Anna Menon on what kind of training Polaris crew members undergo
We have done a lot of training focused on the technical details of the Dragon spacecraft. Then we've layered on top of that a lot of different environmental experiences to help us build team cohesion and also teach ourselves about our bodies’ responses to different environments. We went scuba diving to start experiencing the different changes in pressure environments that we will encounter when we do a spacewalk.
We climbed a nearly 20,000-foot mountain to get comfortable being uncomfortable together. We want to make sure that we can sit in a small can together for five days.
Sarah Gillis on people with disabilities and chronic illnesses flying to space
What we're trying to do is expand access to space for all. On Inspiration4, Hayley Arceneaux was the first person to fly with a prosthesis. For anyone who has disabilities, the space environment allows you to live in an entirely different way.

---*---

> _Activity_
Continue the Polaris crew interview from the point where it stops.

[Image-backed grounding data]
---*---

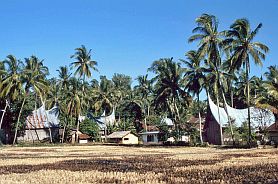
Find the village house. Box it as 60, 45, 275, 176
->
107, 131, 138, 144
18, 104, 59, 141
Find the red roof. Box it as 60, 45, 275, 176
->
78, 134, 90, 139
266, 121, 278, 132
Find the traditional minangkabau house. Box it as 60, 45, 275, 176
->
204, 95, 275, 145
266, 121, 278, 144
18, 104, 59, 141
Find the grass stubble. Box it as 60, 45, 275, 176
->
0, 145, 278, 184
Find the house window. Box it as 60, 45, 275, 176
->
147, 135, 154, 142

---*---

> _Result of this exercise_
On our flight, we're going to be wearing glucose monitors for the full duration of the mission. About 10% of the U.S. population is diabetic, and that shouldn't disqualify you from flight as long as we can make sure that you can handle that well in space.
Torin Clark on studying how astronauts experience ‘space motion sickness’
A lot of what we're interested in is how our sensory systems and the brain interpret gravitational cues as you go from here on Earth, where there's gravity, to being in space where you're in a microgravity environment. We have one experiment that is looking at what sort of unexpected or illusory sensations the crew might experience when they go into microgravity.
We're also interested in the reverse of that: What are the sensations people face when they come back to Earth and transition from being adapted to microgravity to now experiencing the gravity-rich environment here on Earth?
Allie Anderson on exploring spaceflight associated neuro-ocular syndrome (SANS), a condition that can seriously affect the eyesight of astronauts
Essentially, the eye changes in space—it gets flattened from behind, and we have structural damage that you see to the eye itself, as well as to the nerve that goes from the brain to the eye.
To study that, we're flying two pieces of equipment in collaboration with our partners. We’re flying a device called the Quick See, which measures peoples’ refractive error, so what prescription somebody might need. We're also flying a device called the Triggerfish. It has a contact lens with an antenna in it, and it allows us to look at how the cornea, the front part of the eye, changes its shape, which tells us something about pressure in the eye.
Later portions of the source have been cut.